Excerpted text
★ ★ ★ ★

I believe we all have a bigger purpose we are working towards.  We’re all heading home one day.   We have the free will to chose how we get there and what path we take.  My hope is that as we move into a new year, yet another chapter, that we look at how we can let our light shine through the darkness of this world, regardless of our pain.  How chosing even a small act of kindness makes such a difference. My hope is that we each can tap into the treasure he gives us in jars of clay, that we ask what our purpose is, that we again continue to chose love over our pain and let that flow to others that need it.

My Thanksgiving focused on what is unseen, what is eternal.   I am beyond grateful for my hope in that, for my hope in going home.  For that chapter far outweighs any pain I find myself in now.  My prayer is that others can feel that too no matter what.






Sunday, November 22, 2015

Choose LOVE


"There is an extremely powerful force that, so far, science has not found a formal explanation to.  It is a force that includes and governs all others, and is even behind any phenomenon operating in the universe and has not yet been identified by us.  This universal force is LOVE.  When scientist looked for a unified theory of the universe they forgot the most powerful unseen force.  Love is Light, that enlightens those who give and receive it.  Love is gravity, because it makes some people feel attracted to others  Love is power, because it multiplies the best we have, and allows humanity not to be extinguished in their blind selfishness.  Love unfolds and reveals.  For love we live and die.  Love is God and God is love."  Albert Einstein


I feel as if over the last few weeks I've had somewhat of a reality check with my life compared to what is going on around the world right now.  As I lay here in my warm bed this morning, there are children out there sleeping outside.  Children that won't eat today.  People living in fear.  Other's with so much hate they want to kill.  The sad thing is, I feel as if it's been more on my mind this week than many other weeks simply because of the horrific attacks that took place in Paris.  In reality, this has been going on for a long time, I've just chosen to look deeper over the past few weeks.  Shame on me for that.  

There isn't a day that goes by that I don't miss John.  He's on my mind all the time.  When I am alone, when I am with others, he is always there.  I ache for him.  Most of the smells from his old clothes have faded, what I would give to have just that scent back even for a few minutes would probably disgust you.  I miss all things John.  I miss myself with John.  I miss being married.  I miss the stupid things that annoyed me.  I miss his piles of junk, his bike projects, his messy car.   I miss his cooking., I even miss folding his clothes.  These are my day to day problems, my complete self-absorption.  This is my pain, my world problem.   

I've taken a hard look at my life over the last few weeks and I have a few things to say about it.  

I have beyond what I need.  I am clothed, I am warm, I don't know what it is like to starve.  I have a job, a house, and I live in a town where I feel safe.  I have amazing friends and a family that loves me.  I am healthy and active.  I've experienced incredible Love.  I am free.  I am alive.  

My life is not hard.  My life is full of blessings and favor every day that I don't deserve.  I didn't earn.  When I think about what not only happened in Paris, but adults and children around the world that are not safe, that are starving, that are being terrorized, my heart just aches.  It aches here in my warm house with my simple life.  I have nothing to complain about, nothing I absolutely need.  I am completely fine.  But what about them?  What about the life path they have and didn't ask for?   Why were they dealt this card?  These questions baffle me for I have no answers.

★ ★ ★ ★

Available data
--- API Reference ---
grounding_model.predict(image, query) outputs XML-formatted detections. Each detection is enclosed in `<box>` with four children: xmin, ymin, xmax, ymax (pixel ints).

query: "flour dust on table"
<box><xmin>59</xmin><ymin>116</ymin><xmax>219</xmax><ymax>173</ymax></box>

★ ★ ★ ★

Problem set
[1] Render this sentence from the blog post on choosing love into Spanish: "There isn't a day that goes by that I don't miss John."
[2] Resume the blog post on choosing love immediately after its final sentence, keeping its voice.

Answers below
[1] No pasa un día en que no extrañe a John.

[2]
I've been praying over the last few months about what to do with my finances, where I should give.  I used to give to food organizations when I lived in Richmond.  After working in one  at a volunteer event I was blown away by the amount of work these ladies did and the help they needed.  I was blown away by how many kids in Richmond don't get meals.  So I gave to that.  

I feel as if God has been calling me to search for this for a while now, I admit to you that I've put it off.  I believe God blesses us as we pour out blessings to others.  He gives with the intention for you to give.  It again goes back to two simple commands.  Love me and love your neighbor.  I feel as if God is weeping over the fall in humanity our world is seeing.  The hate that is spreading.  

Two organizations came across my path over the last week.  Samaritan's Purse based out of Boone, NC and the Fayette County Food Bank here in Fayetteville, WV.  I'm going to give to both of them going forward.  I feel that this is small compared to what is truly needed but I'll start here and continue to seek direction and clarity.

I'm praying for the people of Syria, the people of Paris, the people of Kenya.  I am praying for those that hate.  I don't know what the answer is or where this world is heading, but I believe God weeps at the hate.  Free will was not intended for this.  Free will was intended for LOVE, choosing LOVE over the hate. 

I can only hope that what is happening around our world is not only a reality check for me, but for many others.  I can only speak for myself, but I can promise you that I'm not having a bad day, I am not struggling.  My pain is real to me yes, but my life is still full of joy, full of plenty.  I hope all those around the world with plenty will pause and consider what is happening around our world before you choose negative feelings, before you choose judgment and dislike.  Think about those kids that are scared.  What can you do to help?  How can you choose LOVE?

Thanksgiving is approaching.  This has always been one of my favorite holidays.  We don't do it enough, but I believe it is a great opportunity to show love to others, gratitude to others.  Gratitude to my creator.  I looked through pictures over the last year of friends and family that have shown me acts of LOVE and kindness.  There are so many acts, I could include hundreds on this blog.  I felt humbled by the amount of people that took time out of their day to love me.  Even the amazing animals that have taken time to love me. I didn't deserve it or earn it.  I wasn't in need.  Yet, blessings flowed to me.

"In all things, we are more than conquerors through him who loved us.  For I am sure that neither death nor life, nor angels nor rulers, nor things present nor things to come, nor powers, nor height nor depth, nor anything else in all creation, will every be able to separate us from the Love of God."  Romans 8:37-38

Love is God and God is Love.  Albert Einstein had it right.  It really is that simple.  I hope all of you reading this will chose LOVE not just today or this week for the holidays, but for life.  Choose to help.  Through your actions, your choices, your passions.  How you let your blessings flow out to others that need you.  Choose LOVE.

I am so grateful to those that have chosen Love with me. Thank you.